# WORK INSTRUCTIONS
Copy the whole forum thread about ShoRAH and V-pipe word for word.

# PROVIDED TEXT
──────
Note that currently there's an issue in ShoRAH and it might lose SNVs that happen close to boundaries of amplicons if all their read start exactly at the same position. This will be fixed in a version of ShoRAH that will be fixed in the comming month. Shotgun type sequencing (where amplicons are fragmented before making libraries and reads' start are randomly distributed along the genome) are not affected by this bug.


In the meantime lofreq can be an alternative for more speed, or to circumvent the above mentionned but.


Another tools that might be interesting is to experiment with cojac, though it's not (Yet) integrated into V-pipe and needs to be run separate (you can provide it a V-pipe's sample TSV file and an output directory which contain alignement bams).

Try the dev branch as we haven't release version 0.2 on bioconda yet.

This is the tool that we use in our wastewater surveillance. As it relies only on alignment, it provides much faster than running an SNV caller.

(Though as it only relies on cooccurrence of select mutations, it isn't as high confidence as ShoRAH which relies on entire local haplotypes - but in our practical experience with the surveillance, this is good enough for early detection of variants)

carolinasisco commented 2 years ago

Hello,

I ran the pipeline successfully, it lasted around 18 days. Since I was doing a run test I only set to obtain local haplotypes and now would like to obtain the fully assembled haplotypes. I read that one can produce intermediate results by setting the target rule: ex. ./vpipe minor_variants What´s the rule for haplotypes? I tried "haploclique" but did not work Thanks!

DrYak commented 2 years ago

I ran the pipeline successfully, it lasted around 18 days.
──────
# RECORDS PROVIDED
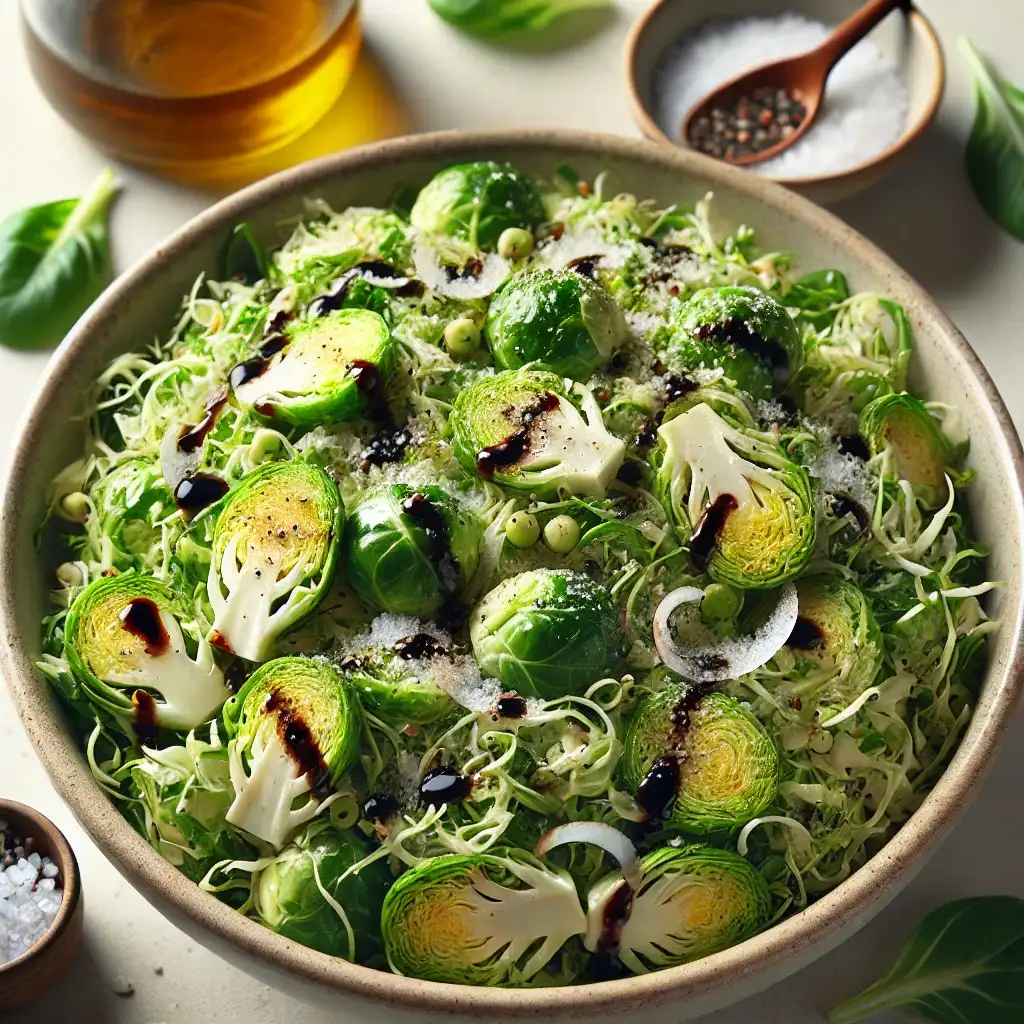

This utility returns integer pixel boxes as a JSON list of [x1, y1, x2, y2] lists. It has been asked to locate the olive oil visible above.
[[23, 0, 361, 177]]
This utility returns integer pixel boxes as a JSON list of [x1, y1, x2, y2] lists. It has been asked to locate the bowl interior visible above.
[[0, 800, 79, 984], [626, 0, 943, 183], [0, 136, 1024, 1024]]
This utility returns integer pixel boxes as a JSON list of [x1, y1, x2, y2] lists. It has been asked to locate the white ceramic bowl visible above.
[[0, 132, 1024, 1024]]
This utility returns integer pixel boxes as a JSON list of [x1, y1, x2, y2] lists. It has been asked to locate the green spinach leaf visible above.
[[959, 39, 1024, 242], [430, 0, 609, 40], [224, 220, 270, 285], [828, 896, 1024, 1024], [0, 168, 119, 348]]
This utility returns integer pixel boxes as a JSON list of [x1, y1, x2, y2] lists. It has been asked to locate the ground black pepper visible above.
[[688, 86, 807, 161]]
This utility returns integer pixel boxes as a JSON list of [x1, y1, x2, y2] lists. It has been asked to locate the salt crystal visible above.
[[654, 13, 908, 178], [0, 828, 63, 967]]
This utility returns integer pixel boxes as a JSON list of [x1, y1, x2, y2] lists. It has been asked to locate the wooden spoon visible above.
[[683, 0, 912, 166]]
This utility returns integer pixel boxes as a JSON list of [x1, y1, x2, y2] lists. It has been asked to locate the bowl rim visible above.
[[623, 0, 946, 188], [0, 130, 1024, 1019], [0, 798, 82, 974]]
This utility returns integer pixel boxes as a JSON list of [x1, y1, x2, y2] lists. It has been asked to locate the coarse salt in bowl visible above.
[[625, 0, 945, 202], [654, 13, 907, 178], [0, 799, 83, 1012]]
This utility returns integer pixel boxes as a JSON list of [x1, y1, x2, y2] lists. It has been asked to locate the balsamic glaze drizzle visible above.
──────
# WRITTEN RESPONSE
Note that currently there's an issue in ShoRAH and it might lose SNVs that happen close to boundaries of amplicons if all their read start exactly at the same position. This will be fixed in a version of ShoRAH that will be fixed in the comming month. Shotgun type sequencing (where amplicons are fragmented before making libraries and reads' start are randomly distributed along the genome) are not affected by this bug.


In the meantime lofreq can be an alternative for more speed, or to circumvent the above mentionned but.


Another tools that might be interesting is to experiment with cojac, though it's not (Yet) integrated into V-pipe and needs to be run separate (you can provide it a V-pipe's sample TSV file and an output directory which contain alignement bams).

Try the dev branch as we haven't release version 0.2 on bioconda yet.

This is the tool that we use in our wastewater surveillance. As it relies only on alignment, it provides much faster than running an SNV caller.

(Though as it only relies on cooccurrence of select mutations, it isn't as high confidence as ShoRAH which relies on entire local haplotypes - but in our practical experience with the surveillance, this is good enough for early detection of variants)

carolinasisco commented 2 years ago

Hello,

I ran the pipeline successfully, it lasted around 18 days. Since I was doing a run test I only set to obtain local haplotypes and now would like to obtain the fully assembled haplotypes. I read that one can produce intermediate results by setting the target rule: ex. ./vpipe minor_variants What´s the rule for haplotypes? I tried "haploclique" but did not work Thanks!

DrYak commented 2 years ago

I ran the pipeline successfully, it lasted around 18 days.